Dataset rows on where objects appear
:::::

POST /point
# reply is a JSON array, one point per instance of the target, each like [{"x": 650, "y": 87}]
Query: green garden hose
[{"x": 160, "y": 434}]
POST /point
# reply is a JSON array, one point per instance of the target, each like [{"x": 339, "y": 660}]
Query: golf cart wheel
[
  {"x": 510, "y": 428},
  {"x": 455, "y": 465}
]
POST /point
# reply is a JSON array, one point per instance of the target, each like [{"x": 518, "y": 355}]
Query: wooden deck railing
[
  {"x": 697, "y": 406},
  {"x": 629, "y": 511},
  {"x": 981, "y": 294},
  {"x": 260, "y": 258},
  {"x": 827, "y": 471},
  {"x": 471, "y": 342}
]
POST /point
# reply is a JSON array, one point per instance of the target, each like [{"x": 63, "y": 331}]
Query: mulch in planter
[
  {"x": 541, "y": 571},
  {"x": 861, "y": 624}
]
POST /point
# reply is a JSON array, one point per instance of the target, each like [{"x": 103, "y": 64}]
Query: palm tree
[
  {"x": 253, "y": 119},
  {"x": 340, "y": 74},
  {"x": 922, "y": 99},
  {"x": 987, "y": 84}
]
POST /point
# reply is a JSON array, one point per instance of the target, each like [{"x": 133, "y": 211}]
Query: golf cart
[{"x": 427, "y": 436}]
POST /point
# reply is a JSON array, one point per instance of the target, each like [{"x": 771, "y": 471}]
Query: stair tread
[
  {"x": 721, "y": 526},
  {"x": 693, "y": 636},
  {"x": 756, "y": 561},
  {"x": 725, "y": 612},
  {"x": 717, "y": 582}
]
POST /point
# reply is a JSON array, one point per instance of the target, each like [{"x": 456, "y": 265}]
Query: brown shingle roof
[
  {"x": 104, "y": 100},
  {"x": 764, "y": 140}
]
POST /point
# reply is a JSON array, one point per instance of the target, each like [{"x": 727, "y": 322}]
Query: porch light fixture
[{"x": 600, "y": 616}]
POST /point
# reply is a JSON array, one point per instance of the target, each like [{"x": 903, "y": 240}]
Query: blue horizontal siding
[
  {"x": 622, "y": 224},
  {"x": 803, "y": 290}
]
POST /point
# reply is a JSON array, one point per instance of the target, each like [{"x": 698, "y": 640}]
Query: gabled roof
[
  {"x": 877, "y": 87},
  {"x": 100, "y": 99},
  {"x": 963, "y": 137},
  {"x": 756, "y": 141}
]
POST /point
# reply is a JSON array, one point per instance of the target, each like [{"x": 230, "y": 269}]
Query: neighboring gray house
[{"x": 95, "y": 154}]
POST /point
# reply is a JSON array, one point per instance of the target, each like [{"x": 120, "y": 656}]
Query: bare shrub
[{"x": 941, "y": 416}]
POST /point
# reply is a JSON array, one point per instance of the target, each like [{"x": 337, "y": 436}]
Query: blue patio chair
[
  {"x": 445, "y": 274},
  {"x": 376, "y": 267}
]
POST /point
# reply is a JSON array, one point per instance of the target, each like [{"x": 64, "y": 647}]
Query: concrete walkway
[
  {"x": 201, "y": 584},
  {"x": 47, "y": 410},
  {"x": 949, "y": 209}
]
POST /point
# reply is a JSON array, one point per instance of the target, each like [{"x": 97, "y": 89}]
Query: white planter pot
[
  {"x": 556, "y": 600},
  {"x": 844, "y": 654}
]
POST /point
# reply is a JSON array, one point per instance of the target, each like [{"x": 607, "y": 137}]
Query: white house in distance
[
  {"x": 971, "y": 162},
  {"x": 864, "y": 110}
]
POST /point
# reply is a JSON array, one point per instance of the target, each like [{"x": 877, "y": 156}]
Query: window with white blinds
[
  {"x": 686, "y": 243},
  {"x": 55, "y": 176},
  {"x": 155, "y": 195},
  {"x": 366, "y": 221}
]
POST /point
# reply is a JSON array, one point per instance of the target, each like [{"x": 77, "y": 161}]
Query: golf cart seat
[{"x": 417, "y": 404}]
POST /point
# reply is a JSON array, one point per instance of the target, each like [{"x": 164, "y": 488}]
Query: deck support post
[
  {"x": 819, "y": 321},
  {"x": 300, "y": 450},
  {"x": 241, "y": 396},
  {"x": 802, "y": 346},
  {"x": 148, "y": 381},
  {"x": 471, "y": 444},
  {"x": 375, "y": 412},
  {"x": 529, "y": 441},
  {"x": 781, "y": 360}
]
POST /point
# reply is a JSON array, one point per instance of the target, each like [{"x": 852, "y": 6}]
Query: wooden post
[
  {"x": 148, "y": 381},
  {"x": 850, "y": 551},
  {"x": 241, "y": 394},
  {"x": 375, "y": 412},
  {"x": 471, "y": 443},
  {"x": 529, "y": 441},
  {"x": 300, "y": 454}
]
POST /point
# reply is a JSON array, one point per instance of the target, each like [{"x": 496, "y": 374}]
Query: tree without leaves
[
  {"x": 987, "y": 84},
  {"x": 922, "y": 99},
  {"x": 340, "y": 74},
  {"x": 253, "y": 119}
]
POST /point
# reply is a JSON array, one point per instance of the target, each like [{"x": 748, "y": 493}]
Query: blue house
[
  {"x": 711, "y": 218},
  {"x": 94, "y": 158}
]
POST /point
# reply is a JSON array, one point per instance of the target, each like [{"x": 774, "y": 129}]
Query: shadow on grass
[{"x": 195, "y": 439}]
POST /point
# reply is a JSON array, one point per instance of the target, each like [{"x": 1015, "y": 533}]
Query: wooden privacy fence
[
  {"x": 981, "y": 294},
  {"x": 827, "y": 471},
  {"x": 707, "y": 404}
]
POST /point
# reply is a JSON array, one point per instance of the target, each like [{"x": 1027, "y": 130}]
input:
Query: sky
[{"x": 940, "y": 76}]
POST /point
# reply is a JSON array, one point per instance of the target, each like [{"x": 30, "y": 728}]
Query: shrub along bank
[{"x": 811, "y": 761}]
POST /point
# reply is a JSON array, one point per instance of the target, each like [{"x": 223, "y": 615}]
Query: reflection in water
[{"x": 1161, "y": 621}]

:::::

◆ JOB
Set down the listing above in full, please, exactly as it appears.

◆ ANSWER FOR THE TASK
POST /point
# reply is a JSON array, one point per instance of the target, each like [{"x": 650, "y": 87}]
Query: green garden hose
[{"x": 160, "y": 434}]
POST /point
# reply is a JSON array, one point per instance of the target, each like [{"x": 339, "y": 660}]
Query: golf cart wheel
[
  {"x": 510, "y": 428},
  {"x": 455, "y": 465}
]
POST /point
# reply is a JSON array, one point per instance of the target, each like [{"x": 518, "y": 355}]
Query: wooden deck railing
[
  {"x": 697, "y": 406},
  {"x": 629, "y": 511},
  {"x": 981, "y": 294},
  {"x": 260, "y": 258},
  {"x": 827, "y": 471},
  {"x": 471, "y": 342}
]
POST /point
# reply is a JSON array, one point per instance of the target, each like [{"x": 63, "y": 331}]
Query: mulch in planter
[
  {"x": 541, "y": 571},
  {"x": 861, "y": 624}
]
POST /point
# reply is a JSON array, one point per instance of the target, each like [{"x": 103, "y": 64}]
Query: palm tree
[
  {"x": 253, "y": 119},
  {"x": 340, "y": 74},
  {"x": 922, "y": 99},
  {"x": 987, "y": 84}
]
POST /point
# reply is a JSON array, one point per instance of the target, each like [{"x": 133, "y": 211}]
Query: golf cart
[{"x": 427, "y": 436}]
POST /point
# reply is a JSON array, one point per instance of the target, each like [{"x": 771, "y": 471}]
Query: stair tread
[
  {"x": 721, "y": 526},
  {"x": 693, "y": 636},
  {"x": 756, "y": 561},
  {"x": 725, "y": 612},
  {"x": 717, "y": 582}
]
POST /point
# reply is a JSON array, one point per instance of the target, each like [{"x": 456, "y": 265}]
Query: brown shingle roof
[
  {"x": 104, "y": 100},
  {"x": 764, "y": 140}
]
POST /point
# reply is a JSON array, one point per instance of the target, each like [{"x": 727, "y": 322}]
Query: porch light fixture
[{"x": 600, "y": 616}]
POST /point
# reply is a JSON array, one point per instance of the target, each like [{"x": 903, "y": 240}]
Query: blue horizontal siding
[
  {"x": 622, "y": 224},
  {"x": 803, "y": 290}
]
POST /point
# reply is a JSON array, one point per instance of the target, each like [{"x": 698, "y": 640}]
Query: gabled roof
[
  {"x": 877, "y": 87},
  {"x": 100, "y": 99},
  {"x": 963, "y": 137},
  {"x": 756, "y": 141}
]
POST /point
# reply is a JSON array, one point per instance of the target, each like [{"x": 230, "y": 269}]
Query: neighboring gray house
[{"x": 95, "y": 154}]
POST /point
# reply is a JSON array, one point per instance of the target, each like [{"x": 120, "y": 656}]
Query: bare shrub
[{"x": 941, "y": 416}]
POST /point
# reply is a JSON array, one point per instance of the target, each like [{"x": 337, "y": 436}]
Query: blue patio chair
[
  {"x": 445, "y": 274},
  {"x": 376, "y": 267}
]
POST /point
# reply is a JSON array, one point per instance of the target, each like [{"x": 64, "y": 647}]
Query: concrete walkway
[
  {"x": 201, "y": 584},
  {"x": 47, "y": 410},
  {"x": 949, "y": 209}
]
POST /point
# reply is a JSON array, one point per instance of the target, each like [{"x": 97, "y": 89}]
Query: white planter pot
[
  {"x": 556, "y": 600},
  {"x": 844, "y": 654}
]
POST /point
# reply is a JSON array, one point per instance of the target, each like [{"x": 607, "y": 137}]
Query: white house in distance
[
  {"x": 971, "y": 162},
  {"x": 864, "y": 110}
]
POST /point
# reply is a JSON array, one point per instance of the target, each like [{"x": 877, "y": 156}]
Query: window with white blinds
[
  {"x": 686, "y": 243},
  {"x": 55, "y": 176},
  {"x": 155, "y": 195},
  {"x": 366, "y": 221}
]
POST /point
# reply is a JSON array, one point per instance of the target, each like [{"x": 77, "y": 161}]
Query: golf cart seat
[{"x": 417, "y": 404}]
POST /point
# reply is a JSON array, one point per instance of the target, each like [{"x": 164, "y": 488}]
Query: deck support post
[
  {"x": 819, "y": 321},
  {"x": 300, "y": 450},
  {"x": 241, "y": 396},
  {"x": 802, "y": 346},
  {"x": 148, "y": 381},
  {"x": 471, "y": 444},
  {"x": 375, "y": 412},
  {"x": 529, "y": 441},
  {"x": 781, "y": 360}
]
POST /point
# reply is a JSON array, one point per instance of the target, each like [{"x": 852, "y": 6}]
Query: wooden post
[
  {"x": 148, "y": 381},
  {"x": 850, "y": 551},
  {"x": 241, "y": 394},
  {"x": 375, "y": 412},
  {"x": 471, "y": 443},
  {"x": 529, "y": 441},
  {"x": 300, "y": 454}
]
POST /point
# reply is a JSON array, one point per instance of the target, each like [{"x": 496, "y": 374}]
Query: tree without leaves
[
  {"x": 987, "y": 84},
  {"x": 922, "y": 99},
  {"x": 340, "y": 74},
  {"x": 253, "y": 119}
]
POST /point
# reply is a JSON array, one point per instance of the target, each like [{"x": 748, "y": 493}]
Query: blue house
[
  {"x": 711, "y": 218},
  {"x": 94, "y": 158}
]
POST /point
# reply is a JSON array, one point per instance of the target, each like [{"x": 774, "y": 129}]
Query: shadow on grass
[{"x": 195, "y": 439}]
POST /point
# reply is a JSON array, one point per instance of the target, each like [{"x": 1015, "y": 533}]
Query: wooden privacy fence
[
  {"x": 981, "y": 294},
  {"x": 827, "y": 471},
  {"x": 707, "y": 404}
]
POST /point
# reply is a JSON array, one point per instance of the target, each like [{"x": 1027, "y": 130}]
input:
Query: sky
[{"x": 940, "y": 76}]
POST /point
# reply is a JSON array, one point per instance of the target, each like [{"x": 30, "y": 728}]
Query: shrub along bank
[{"x": 811, "y": 761}]
POST /point
# reply is a JSON array, one point per instance of the target, each like [{"x": 223, "y": 615}]
Query: reflection in water
[{"x": 1161, "y": 621}]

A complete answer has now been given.